» **Exercise goal**
Your response is a verbatim copy of the listing, stripped of its images.

» **Data extract**

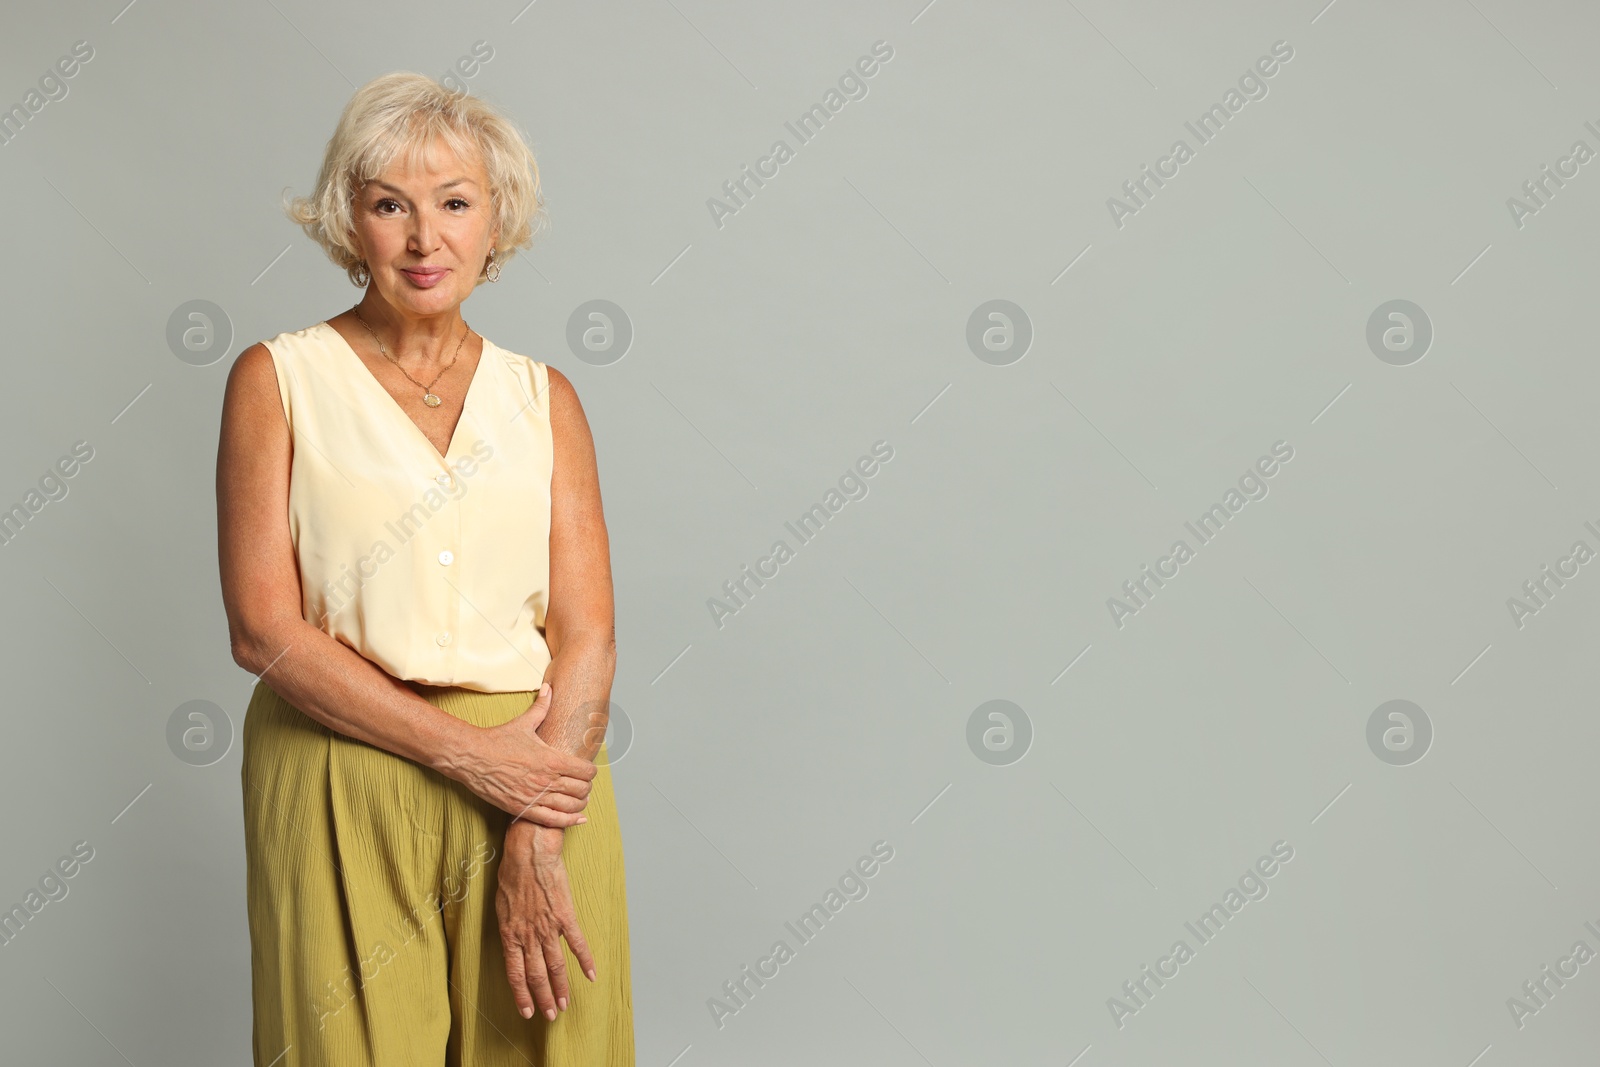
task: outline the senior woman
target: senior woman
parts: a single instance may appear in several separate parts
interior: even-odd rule
[[[631,1065],[594,445],[560,371],[461,314],[530,243],[537,164],[389,74],[289,210],[365,292],[223,401],[255,1063]]]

» **Task output**
task: outline the senior woman
target: senior woman
parts: a single instance may appear in several separate parts
interior: even-odd rule
[[[631,1065],[594,445],[560,371],[461,314],[530,243],[537,164],[389,74],[289,210],[365,292],[223,401],[255,1063]]]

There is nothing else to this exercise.